» PAGE TEXT
Content starts
This is our first blog post and while we may be new to blogging we’re experts in EMR/EHR technology. We are excited to kick off this blog by writing about our recent Annual User Meeting for Canadian EMR customers that took place earlier this month at the Deerhurst resort in Huntsville, Ontario.

Our third Annual User Conference consisted of over 100 clients and users of our EMR. This interactive forum turned out to be a great opportunity for users to have their say, as well as some good treats, with informative sessions on Tips and Tricks, Billing, scheduling, and more.

Guests arrived on the evening of Friday, June 3rd, and were greeted with cocktails and h’ordeuvres at our welcome reception. As part of the entertainment, we featured the launch of our new twitter account, and twitter novices were able to setup accounts, given quick tutorials on tweeting, what the social media phenomena is all about, and also had an opportunity to win a free Kobo e-reader with the submission of their new or existing twitter handle (example: @NGH).
Content ends
[Region pointing data]
Content starts
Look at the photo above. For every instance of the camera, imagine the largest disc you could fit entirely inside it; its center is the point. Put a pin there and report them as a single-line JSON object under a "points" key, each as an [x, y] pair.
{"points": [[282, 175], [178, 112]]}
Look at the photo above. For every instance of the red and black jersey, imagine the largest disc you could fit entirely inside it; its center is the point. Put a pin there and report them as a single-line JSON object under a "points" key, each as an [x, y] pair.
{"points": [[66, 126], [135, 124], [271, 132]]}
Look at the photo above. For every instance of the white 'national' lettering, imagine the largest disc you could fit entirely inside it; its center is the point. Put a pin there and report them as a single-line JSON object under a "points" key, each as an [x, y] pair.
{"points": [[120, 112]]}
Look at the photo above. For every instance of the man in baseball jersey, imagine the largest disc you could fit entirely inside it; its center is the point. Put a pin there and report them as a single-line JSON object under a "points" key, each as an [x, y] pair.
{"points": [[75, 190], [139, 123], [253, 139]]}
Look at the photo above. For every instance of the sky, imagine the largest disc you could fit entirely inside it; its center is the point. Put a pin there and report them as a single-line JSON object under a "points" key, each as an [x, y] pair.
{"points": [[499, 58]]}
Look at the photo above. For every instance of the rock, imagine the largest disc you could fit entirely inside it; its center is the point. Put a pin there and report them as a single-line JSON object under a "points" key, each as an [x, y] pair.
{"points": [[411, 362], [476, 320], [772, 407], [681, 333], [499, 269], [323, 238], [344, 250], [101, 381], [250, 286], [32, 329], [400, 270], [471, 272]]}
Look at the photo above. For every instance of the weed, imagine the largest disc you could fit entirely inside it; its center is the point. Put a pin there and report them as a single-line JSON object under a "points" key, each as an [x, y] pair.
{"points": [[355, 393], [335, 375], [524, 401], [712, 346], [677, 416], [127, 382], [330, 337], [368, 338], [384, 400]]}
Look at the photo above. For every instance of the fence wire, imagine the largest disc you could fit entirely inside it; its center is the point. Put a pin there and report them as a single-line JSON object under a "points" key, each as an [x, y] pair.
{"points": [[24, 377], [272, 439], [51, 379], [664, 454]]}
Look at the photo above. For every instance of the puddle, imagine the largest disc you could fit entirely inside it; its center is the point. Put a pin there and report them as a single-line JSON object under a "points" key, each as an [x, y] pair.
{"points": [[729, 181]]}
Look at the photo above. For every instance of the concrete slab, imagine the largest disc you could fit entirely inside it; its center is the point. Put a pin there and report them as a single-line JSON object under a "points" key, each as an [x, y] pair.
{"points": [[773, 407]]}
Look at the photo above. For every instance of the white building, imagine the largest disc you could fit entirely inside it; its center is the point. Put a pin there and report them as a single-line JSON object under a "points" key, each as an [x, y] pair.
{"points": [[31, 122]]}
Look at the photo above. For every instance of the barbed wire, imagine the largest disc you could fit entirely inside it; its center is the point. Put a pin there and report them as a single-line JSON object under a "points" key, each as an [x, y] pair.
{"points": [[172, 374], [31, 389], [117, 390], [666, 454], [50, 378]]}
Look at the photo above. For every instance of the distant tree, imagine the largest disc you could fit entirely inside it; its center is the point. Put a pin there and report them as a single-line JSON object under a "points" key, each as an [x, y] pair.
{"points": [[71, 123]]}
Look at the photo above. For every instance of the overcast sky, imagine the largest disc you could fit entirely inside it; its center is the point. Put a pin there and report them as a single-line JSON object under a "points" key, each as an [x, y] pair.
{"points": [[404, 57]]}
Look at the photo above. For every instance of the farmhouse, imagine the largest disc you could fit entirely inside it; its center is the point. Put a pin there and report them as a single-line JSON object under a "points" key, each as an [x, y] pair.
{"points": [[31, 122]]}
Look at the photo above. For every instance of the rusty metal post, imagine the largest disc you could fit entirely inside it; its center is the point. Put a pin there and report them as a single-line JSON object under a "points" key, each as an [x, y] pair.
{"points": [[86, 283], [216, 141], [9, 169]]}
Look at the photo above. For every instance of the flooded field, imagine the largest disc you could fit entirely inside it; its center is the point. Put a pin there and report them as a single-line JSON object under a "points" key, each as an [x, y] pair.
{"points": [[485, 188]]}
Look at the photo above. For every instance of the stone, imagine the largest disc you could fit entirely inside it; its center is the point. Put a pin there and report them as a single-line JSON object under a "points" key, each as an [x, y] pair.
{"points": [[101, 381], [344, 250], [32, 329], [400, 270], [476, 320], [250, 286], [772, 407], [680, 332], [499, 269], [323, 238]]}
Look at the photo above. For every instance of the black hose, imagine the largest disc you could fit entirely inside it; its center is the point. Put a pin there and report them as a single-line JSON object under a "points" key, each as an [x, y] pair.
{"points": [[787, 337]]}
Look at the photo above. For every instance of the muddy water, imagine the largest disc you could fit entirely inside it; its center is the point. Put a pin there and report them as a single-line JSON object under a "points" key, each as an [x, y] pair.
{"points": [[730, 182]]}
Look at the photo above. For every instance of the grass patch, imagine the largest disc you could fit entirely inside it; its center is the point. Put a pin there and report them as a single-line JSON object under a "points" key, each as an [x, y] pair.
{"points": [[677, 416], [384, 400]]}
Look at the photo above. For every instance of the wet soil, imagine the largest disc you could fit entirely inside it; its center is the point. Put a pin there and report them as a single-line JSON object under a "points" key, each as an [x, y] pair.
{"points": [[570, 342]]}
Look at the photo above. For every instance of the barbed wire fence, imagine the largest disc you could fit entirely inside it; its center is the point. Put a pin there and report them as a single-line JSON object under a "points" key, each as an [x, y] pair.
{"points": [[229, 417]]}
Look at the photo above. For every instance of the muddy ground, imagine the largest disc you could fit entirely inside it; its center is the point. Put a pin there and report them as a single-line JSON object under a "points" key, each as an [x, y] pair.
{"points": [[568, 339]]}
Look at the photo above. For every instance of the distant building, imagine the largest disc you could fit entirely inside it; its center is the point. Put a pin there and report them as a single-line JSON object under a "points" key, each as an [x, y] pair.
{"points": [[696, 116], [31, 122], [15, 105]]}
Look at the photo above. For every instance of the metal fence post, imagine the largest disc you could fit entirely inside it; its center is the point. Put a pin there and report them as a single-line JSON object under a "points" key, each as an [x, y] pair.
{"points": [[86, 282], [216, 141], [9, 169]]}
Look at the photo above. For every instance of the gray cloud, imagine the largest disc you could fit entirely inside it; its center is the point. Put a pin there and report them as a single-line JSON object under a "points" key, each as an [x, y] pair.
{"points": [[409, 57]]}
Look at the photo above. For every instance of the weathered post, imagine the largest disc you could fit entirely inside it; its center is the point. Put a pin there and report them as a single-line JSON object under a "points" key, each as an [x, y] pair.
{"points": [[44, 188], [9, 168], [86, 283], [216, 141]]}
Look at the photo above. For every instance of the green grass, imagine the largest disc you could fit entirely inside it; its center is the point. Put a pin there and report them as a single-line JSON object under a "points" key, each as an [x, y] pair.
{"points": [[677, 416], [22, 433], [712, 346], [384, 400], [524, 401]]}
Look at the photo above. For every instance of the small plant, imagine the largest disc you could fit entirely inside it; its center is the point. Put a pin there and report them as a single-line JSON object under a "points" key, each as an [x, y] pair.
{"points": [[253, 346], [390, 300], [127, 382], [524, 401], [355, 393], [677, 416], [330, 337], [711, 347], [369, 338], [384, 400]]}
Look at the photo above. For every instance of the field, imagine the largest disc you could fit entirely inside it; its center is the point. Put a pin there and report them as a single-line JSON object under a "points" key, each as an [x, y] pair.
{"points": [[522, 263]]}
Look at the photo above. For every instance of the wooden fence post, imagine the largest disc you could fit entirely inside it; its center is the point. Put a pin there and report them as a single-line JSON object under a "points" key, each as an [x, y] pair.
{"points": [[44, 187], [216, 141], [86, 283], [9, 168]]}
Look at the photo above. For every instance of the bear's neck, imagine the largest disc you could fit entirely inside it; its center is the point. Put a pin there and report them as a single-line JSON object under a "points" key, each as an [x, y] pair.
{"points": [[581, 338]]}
Content ends
» WHAT TO PRODUCE
According to the blog post, where was the Annual User Meeting for Canadian EMR customers held?

» ANSWER SPACE
At the Deerhurst resort in Huntsville, Ontario.